- **Supplied records**:

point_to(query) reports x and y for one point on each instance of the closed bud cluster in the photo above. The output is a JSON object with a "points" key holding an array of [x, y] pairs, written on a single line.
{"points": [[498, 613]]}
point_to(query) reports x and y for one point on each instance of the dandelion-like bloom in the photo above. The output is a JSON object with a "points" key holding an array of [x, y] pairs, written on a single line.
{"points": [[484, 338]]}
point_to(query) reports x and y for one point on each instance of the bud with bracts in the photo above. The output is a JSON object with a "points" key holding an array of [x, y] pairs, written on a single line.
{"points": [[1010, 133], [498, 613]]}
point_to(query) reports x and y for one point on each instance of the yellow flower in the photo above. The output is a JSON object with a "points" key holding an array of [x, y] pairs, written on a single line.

==

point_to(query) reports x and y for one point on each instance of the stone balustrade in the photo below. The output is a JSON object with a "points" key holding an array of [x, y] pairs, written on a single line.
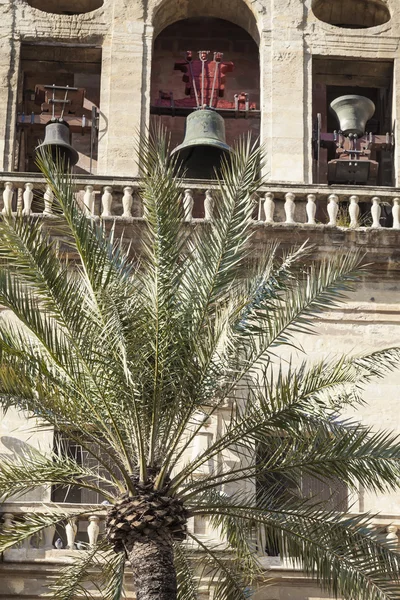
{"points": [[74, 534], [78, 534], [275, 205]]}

- **Work to be completed**: Find the line with "of the closed" in the entries above. Retype it and each line after it, exactly, through the line with "of the yellow", and stop there.

- **Response to the task**:
point_to(query) reports x and y for one point on each instance of the closed bud cluster in the photo above. The output is a JSON object with a "points" key holding an array of [x, y] pairs, written on a single line.
{"points": [[498, 613]]}
point_to(query) reports x and y for one point on each instance of the dandelion-like bloom in the photo above. The output is a JSON object with a "points" key holding an array of [x, y] pairs, written on a single line.
{"points": [[484, 338]]}
point_to(query) reports x and y for one point on each instance of the bud with bracts in the photo above. The output is a JSON object with a "points" key holding an array of [x, y] pairs, written on a single line.
{"points": [[1010, 133], [498, 613]]}
point_to(query) reports x and y for one point on each instance of the yellow flower in the photo above. The output is a JSON object with a "points" key holding an array of [x, y] pairs, written on a single line.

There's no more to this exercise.